GIVEN ENTRIES =
Start of Block
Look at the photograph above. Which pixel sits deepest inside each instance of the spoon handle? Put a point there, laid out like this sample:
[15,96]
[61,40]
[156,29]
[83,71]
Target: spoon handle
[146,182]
End of Block
With the records above in view, retype each one exactly.

ANSWER TO THE PROBLEM =
Look at the photograph above. Which pixel sits deepest inside each instance of the spoon handle? Put a point there, laid out like this sample:
[15,96]
[61,40]
[156,29]
[83,71]
Target: spoon handle
[146,182]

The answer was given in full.